**SOURCE RECORDS**:
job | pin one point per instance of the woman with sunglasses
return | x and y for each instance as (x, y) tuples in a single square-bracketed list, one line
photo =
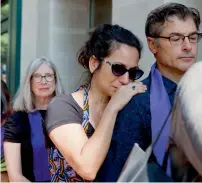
[(81, 124)]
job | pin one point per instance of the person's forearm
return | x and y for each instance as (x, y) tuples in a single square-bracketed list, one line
[(94, 151)]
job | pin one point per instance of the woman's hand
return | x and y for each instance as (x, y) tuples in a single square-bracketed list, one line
[(124, 94)]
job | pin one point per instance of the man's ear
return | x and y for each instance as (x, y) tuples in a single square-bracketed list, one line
[(93, 63), (152, 44)]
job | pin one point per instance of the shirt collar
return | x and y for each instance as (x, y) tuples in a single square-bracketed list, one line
[(170, 86)]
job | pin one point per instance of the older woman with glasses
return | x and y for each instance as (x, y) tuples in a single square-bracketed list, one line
[(24, 139), (81, 124)]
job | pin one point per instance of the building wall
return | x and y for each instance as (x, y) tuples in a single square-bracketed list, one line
[(132, 14), (58, 28)]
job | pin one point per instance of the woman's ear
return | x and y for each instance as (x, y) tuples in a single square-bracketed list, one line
[(93, 63), (152, 44)]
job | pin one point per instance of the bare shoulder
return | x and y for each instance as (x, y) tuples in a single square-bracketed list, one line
[(78, 97)]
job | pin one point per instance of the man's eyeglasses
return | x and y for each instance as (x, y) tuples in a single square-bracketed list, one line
[(179, 39), (38, 78), (119, 70)]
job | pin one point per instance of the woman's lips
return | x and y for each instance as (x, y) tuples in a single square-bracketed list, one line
[(43, 88)]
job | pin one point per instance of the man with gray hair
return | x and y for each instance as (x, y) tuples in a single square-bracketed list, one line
[(172, 32)]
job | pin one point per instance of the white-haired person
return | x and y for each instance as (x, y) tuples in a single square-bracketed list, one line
[(25, 142), (186, 128)]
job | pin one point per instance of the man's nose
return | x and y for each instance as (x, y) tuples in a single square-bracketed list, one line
[(186, 45)]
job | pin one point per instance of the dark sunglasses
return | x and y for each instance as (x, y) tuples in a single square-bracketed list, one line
[(119, 70)]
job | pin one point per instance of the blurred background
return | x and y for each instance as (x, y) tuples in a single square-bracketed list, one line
[(58, 28)]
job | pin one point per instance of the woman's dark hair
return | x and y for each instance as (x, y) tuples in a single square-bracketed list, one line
[(103, 40), (157, 17)]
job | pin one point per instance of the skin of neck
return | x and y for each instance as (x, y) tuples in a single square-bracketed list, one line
[(170, 73), (41, 103), (96, 96)]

**DIRECTIONS**: Your task is to repeat the material above exactly, without its pictures.

**EXERCISE RESULT**:
job | pin one point per instance of the woman with sunglasses
return | x and y for each instance as (x, y) tuples in a single square-bracketed list, one line
photo =
[(81, 124)]
job | pin one point per instance of the person's forearm
return | x and y for each instance as (x, y) tuples in a single square-bracketed list, one line
[(94, 151)]
job | pin one point per instance of the woman's hand
return | x and y for each instance as (x, y) tuples in a single square-bracketed list, one line
[(124, 94)]
job | pin one point per instance of the man's ear
return | x and y for each instance as (x, y) tuples in a single square-bracketed list, one line
[(93, 63), (152, 44)]
job | pin one point per instance of the shirt collar
return | x and y for each instance as (x, y) tuples in a single square-bracketed list, one line
[(170, 86)]
job | pin one point per instance of the older woman with glasses
return | x and y for each instance as (x, y) tuples in a single square-bracketed list, one line
[(24, 139), (81, 124)]
job | pin one point per instance of the building wall
return | x and y for each instance as (x, y) tuples in a single square-bracketed list, one line
[(132, 14), (58, 28)]
job | pin one point per instance of the woman's ear
return | x and y for each instance as (x, y) tuples in a single square-bracketed list, one line
[(93, 63), (152, 44)]
job | pin one point per instance of the bare shoulder
return | x and y for each instance as (x, y) tuples in a single square-bracketed list, one line
[(78, 97)]
job | pin one point per instance of the man's eyeglasses
return | x and y for each instance as (x, y) tuples in a single square-bracketed list, one line
[(179, 39), (38, 78), (119, 70)]
job | pin one point per instance of the woman's lips
return | x and y for each instance as (x, y) tuples in a single square-bracketed list, one line
[(43, 88)]
job | pin one point per instance of the man with gray hair
return | x and y for each instance as (x, y) tuples in a single square-bracketed list, one line
[(172, 32)]
job | pin one point per instance of the white-haired person
return | x and y for each instance as (x, y) tuples in a single square-bracketed list, one line
[(25, 142), (186, 128)]
job | pin one point per instance of the man's nose
return | x and y for each instance as (x, y) tuples in a single square-bracketed list, one line
[(186, 45)]
job | pin one point per instance of the dark sunglasses
return | x and y for each instance as (x, y) tuples in a single square-bracketed list, one line
[(119, 70)]
job | pin one point per instance of the blurred background
return | x and y for each instance as (x, y) tuples in a single square-bracketed list, one line
[(58, 28)]
job | pin one point per instance of the woman's dark hair
return | x and y for each instance as (x, y) tuples in a single square-bracketed list, one line
[(103, 40), (157, 17)]
job | pin one point per instance of the skin of neck
return | x and y for each instance as (x, y) tuples in a single square-bracketed list, one line
[(170, 73), (41, 103), (96, 96)]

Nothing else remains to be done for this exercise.